» **Page**
* * *
APPLIES TO:
Azure CLI ml extension v2 (current)
Python SDK azure-ai-ml v2 (current)
In this article, you learn to manage resource usage in a deployment by configuring autoscaling based on metrics and schedules. The autoscale process lets you automatically run the right amount of resources to handle the load on your application.
Online endpoints in Azure Machine Learning support autoscaling through integration with the autoscale feature in Azure Monitor. For more information on autoscale settings from Azure Monitor, see Microsoft.Insights autoscalesettings.
Azure Monitor autoscale allows you to set rules that trigger one or more autoscale actions when conditions of the rules are met. You can base scaling on metrics such as CPU utilization, schedule such as peak business hours, or a combination of the two. For more information, see Overview of autoscale in Microsoft Azure.
You can manage autoscaling by using REST APIs, Azure Resource Manager, Azure CLI v2, Python SDK v2, or the Azure portal via Azure Machine Learning studio.
Prerequisites
- An Azure Machine Learning workspace with a deployed endpoint. For more information, see Deploy and score a machine learning model by using an online endpoint.
- The Python SDK
azure-mgmt-monitor package installed by using pip install azure-mgmt-monitor.
- The
microsoft.insights/autoscalesettings/write permission assigned to the identity that manages autoscale, through any built-in or custom role that allow this action. For more information, see Manage users and roles.
Define an autoscale profile
To implement autoscale for an online endpoint, you enable autoscale settings and then define a default autoscale profile that specifies the minimum, maximum, and default scale set capacity. The following procedure enables autoscaling and sets the number of virtual machine (VM) instances for minimum, maximum, and default scale capacity.
If you didn't already set defaults for Azure CLI, run the following commands to avoid repeatedly specifying values for your subscription, workspace, and resource group.
az account set --subscription <subscription ID>
az configure --defaults workspace=<Azure Machine Learning workspace name> group=<resource group>
Set the endpoint and deployment names:
# set your existing endpoint name
ENDPOINT_NAME=your-endpoint-name
DEPLOYMENT_NAME=blue
Get the Azure Resource Manager ID of the deployment and endpoint:
# ARM id of the deployment
DEPLOYMENT_RESOURCE_ID=$(az ml online-deployment show -e $ENDPOINT_NAME -n $DEPLOYMENT_NAME -o tsv --query "id")
* * *
» **Recorded data**
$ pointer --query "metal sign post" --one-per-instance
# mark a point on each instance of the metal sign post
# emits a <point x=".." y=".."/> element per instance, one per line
* * *
» **Task to complete**
Transcribe the passage of the autoscaling article from "- The Python" up to and including "default scale capacity.".

» **Worked answer**
- The Python SDK
azure-mgmt-monitor package installed by using pip install azure-mgmt-monitor.
- The
microsoft.insights/autoscalesettings/write permission assigned to the identity that manages autoscale, through any built-in or custom role that allow this action. For more information, see Manage users and roles.
Define an autoscale profile
To implement autoscale for an online endpoint, you enable autoscale settings and then define a default autoscale profile that specifies the minimum, maximum, and default scale set capacity. The following procedure enables autoscaling and sets the number of virtual machine (VM) instances for minimum, maximum, and default scale capacity.